Débats du Sénat (hansard)

3e Session, 37e Législature,
Volume 141, Numéro 28

Le mercredi 31 mars 2004
L’honorable Dan Hays, Président

LE RWANDA

ADOPTION DE LA MOTION VISANT À RECONNAÎTRE LE GÉNOCIDE

L’honorable Mobina S. B. Jaffer, conformément à l’avis donné le 29 mars 2004, propose:

Que le Sénat exhorte le gouvernement du Canada à reconnaître le génocide du peuple rwandais et à condamner toute tentative de nier cette vérité historique ou de la déformer pour camoufler le fait qu’il s’agissait effectivement d’un génocide, un crime contre l’humanité.

— Honorables sénateurs, aujourd’hui, l’Association parlementaire Canada-Afrique et le groupe Les femmes, la paix et la sécurité commémorent le 10eanniversaire du génocide au Rwanda. À cette occasion, madame le sénateur Andreychuk s’est adressée à la communauté rwandaise pour affirmer que le génocide au Rwanda ne concernait pas seulement le peuple rwandais, mais tous les peuples de la Terre.

M. Gasana, président de l’Association Humura, a présenté avec éloquence les prochaines étapes qui devront être franchies pour les survivants. M. Philibert Muzima a eu assez de courage pour nous faire part de son expérience personnelle du génocide. Il a terminé en disant: «Quand est-ce que ce sera justice pour nous?»

Mme Gertrude Murekatete a parlé du rôle des mères et elle a déclaré qu’elle voulait enseigner aux jeunes enfants canadiens qu’on ne tue pas une personne parce qu’elle a les cheveux blonds ou bruns; ce n’est pas correct.

Honorables sénateurs, nous avons entendu des témoignages très émouvants aujourd’hui et je vous invite à visiter le site Web de l’Association Humura et à y lire les nombreux témoignages de Canadiens d’origine rwandaise qui nous font partager leur terrible histoire.

Honorables sénateurs, depuis la Seconde Guerre mondiale, peu d’événements peuvent se comparer à ce qui s’est passé au Rwanda il y a juste dix ans. En cent jours à peine, ce qui correspond à la durée à ce jour de l’administration de notre nouveau premier ministre, plus de 800 000 hommes, femmes et enfants ont été violés et assassinés. Je signale que ce nombre correspond à celui des populations combinées d’Ottawa et de Gatineau. Depuis l’Holocauste, c’est le pire génocide dont le monde a été témoin.

---

§ **Parties de l'exercice**:
1: Selon le compte rendu du Sénat sur le Rwanda, combien de personnes ont été violées et assassinées en cent jours à peine ?
2: Rédigez la suite du compte rendu du Sénat sur le Rwanda, en reprenant après sa dernière phrase.

---

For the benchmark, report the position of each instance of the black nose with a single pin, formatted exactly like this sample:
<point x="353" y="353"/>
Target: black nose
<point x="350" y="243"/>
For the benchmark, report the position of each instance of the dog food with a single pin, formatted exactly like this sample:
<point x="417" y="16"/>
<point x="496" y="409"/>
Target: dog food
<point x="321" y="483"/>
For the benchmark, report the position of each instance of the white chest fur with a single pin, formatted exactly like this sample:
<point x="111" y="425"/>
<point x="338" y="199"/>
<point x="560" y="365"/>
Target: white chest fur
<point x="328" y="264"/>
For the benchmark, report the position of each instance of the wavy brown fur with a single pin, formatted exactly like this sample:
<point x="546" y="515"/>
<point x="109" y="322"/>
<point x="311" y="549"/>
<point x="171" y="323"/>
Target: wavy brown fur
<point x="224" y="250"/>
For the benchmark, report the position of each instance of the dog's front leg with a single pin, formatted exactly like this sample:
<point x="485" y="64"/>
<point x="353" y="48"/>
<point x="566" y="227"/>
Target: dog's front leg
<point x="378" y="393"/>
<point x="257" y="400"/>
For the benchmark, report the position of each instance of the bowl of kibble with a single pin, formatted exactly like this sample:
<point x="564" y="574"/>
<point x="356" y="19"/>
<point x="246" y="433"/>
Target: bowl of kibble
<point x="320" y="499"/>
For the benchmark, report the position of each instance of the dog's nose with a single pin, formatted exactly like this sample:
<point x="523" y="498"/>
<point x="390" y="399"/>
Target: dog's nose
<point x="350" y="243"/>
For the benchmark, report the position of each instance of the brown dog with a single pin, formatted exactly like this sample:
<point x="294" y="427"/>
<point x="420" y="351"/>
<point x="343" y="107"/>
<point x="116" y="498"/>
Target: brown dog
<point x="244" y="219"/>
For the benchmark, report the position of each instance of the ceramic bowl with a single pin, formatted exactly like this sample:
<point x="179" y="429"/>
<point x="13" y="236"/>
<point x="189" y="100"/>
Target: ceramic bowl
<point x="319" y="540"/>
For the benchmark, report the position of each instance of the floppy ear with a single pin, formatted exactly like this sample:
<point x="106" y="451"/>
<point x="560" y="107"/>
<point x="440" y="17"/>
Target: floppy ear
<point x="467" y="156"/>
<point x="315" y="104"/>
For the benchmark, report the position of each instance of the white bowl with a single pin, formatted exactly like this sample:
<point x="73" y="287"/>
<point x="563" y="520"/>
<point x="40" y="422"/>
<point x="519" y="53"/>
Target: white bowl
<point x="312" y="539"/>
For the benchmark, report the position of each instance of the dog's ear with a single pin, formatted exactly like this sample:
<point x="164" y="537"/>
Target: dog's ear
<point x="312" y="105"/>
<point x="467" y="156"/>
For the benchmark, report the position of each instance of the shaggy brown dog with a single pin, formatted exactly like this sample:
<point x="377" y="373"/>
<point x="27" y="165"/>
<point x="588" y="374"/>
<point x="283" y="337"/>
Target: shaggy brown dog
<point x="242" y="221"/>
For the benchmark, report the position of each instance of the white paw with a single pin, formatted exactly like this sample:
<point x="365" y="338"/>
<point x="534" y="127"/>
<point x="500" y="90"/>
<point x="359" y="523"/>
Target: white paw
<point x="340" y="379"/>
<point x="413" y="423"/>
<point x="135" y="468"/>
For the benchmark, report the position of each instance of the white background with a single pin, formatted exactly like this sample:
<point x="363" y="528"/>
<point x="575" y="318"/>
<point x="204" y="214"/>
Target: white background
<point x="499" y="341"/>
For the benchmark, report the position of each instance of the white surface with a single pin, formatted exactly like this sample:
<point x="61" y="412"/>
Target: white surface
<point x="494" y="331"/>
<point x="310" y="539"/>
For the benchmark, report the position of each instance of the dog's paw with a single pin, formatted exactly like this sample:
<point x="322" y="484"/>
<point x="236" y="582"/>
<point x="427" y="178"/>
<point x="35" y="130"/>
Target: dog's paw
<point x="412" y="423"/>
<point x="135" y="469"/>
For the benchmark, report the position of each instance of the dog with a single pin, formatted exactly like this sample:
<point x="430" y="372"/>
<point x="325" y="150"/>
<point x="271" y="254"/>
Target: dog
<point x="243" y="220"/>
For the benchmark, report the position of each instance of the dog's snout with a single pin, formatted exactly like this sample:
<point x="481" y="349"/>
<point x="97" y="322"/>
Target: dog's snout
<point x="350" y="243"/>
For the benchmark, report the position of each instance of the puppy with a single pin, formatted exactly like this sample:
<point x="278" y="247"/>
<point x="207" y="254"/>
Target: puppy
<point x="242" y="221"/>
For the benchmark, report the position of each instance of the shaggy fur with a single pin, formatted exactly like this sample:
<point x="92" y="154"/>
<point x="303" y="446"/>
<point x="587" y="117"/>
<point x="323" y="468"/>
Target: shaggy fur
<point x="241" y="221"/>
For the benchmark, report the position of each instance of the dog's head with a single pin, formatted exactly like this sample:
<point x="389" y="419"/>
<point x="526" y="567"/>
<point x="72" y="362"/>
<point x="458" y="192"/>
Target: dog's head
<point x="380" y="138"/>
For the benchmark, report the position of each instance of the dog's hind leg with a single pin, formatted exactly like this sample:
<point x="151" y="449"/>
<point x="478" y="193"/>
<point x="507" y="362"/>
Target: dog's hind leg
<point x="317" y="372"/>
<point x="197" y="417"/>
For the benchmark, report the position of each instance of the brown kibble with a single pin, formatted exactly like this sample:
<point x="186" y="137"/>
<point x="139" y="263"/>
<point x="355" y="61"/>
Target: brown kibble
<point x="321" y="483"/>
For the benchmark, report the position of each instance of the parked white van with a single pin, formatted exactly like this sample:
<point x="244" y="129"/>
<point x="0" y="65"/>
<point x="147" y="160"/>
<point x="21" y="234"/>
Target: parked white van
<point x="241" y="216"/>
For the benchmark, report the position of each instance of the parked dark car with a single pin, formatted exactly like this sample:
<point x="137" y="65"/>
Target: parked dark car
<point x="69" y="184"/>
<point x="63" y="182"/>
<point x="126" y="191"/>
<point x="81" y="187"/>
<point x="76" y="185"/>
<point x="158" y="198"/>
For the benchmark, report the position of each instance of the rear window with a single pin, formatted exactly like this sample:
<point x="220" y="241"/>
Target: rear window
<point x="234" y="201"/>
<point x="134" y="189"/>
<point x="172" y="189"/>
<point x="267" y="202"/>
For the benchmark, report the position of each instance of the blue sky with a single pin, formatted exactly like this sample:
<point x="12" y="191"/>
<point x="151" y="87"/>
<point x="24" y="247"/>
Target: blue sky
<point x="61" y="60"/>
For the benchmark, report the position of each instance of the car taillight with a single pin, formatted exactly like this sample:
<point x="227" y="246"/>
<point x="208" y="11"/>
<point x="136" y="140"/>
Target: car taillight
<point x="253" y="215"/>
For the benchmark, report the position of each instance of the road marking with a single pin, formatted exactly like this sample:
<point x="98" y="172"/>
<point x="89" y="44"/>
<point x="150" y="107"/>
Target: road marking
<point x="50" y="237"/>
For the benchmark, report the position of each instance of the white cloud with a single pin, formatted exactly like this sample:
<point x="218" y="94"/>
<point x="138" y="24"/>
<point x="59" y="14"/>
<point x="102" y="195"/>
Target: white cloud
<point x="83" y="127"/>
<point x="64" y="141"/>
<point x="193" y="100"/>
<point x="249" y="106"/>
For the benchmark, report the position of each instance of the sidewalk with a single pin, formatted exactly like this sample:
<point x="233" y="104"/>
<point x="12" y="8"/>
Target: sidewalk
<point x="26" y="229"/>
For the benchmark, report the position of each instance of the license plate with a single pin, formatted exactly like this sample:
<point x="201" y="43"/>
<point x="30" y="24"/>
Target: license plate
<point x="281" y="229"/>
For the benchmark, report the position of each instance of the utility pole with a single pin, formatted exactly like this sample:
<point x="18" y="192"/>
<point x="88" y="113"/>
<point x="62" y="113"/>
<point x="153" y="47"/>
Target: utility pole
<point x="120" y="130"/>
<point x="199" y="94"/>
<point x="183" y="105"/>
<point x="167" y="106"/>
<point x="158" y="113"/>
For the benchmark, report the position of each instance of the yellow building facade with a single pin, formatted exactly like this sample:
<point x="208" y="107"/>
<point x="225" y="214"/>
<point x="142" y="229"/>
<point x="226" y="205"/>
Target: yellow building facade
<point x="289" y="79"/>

---

§ **Résultats ordonnés**:
1: Plus de 800 000 hommes, femmes et enfants.

2:
Selon un rapport de l’organisation Human Rights Watch, il n’a pas été facile de rompre les liens entre les Hutus et les Tutsis. Pendant des siècles, ces peuples ont partagé la même langue, la même histoire et les mêmes coutumes.

Honorables sénateurs, quand j’étais jeune fille, j’avais l’habitude de passer mes vacances au Rwanda. Je garde d’excellents souvenirs de ce pays. J’y rendais visite à mon oncle et je jouais avec d’autres enfants, pendant des heures, dans son grand jardin. Je me rappelle que des enfants de toutes les origines ethniques jouaient ensemble. Dans mon regard d’enfant, il n’y avait pas de divisions. Pour autant que je me souvienne, nous nous amusions simplement ensemble, dans un pays très pacifique.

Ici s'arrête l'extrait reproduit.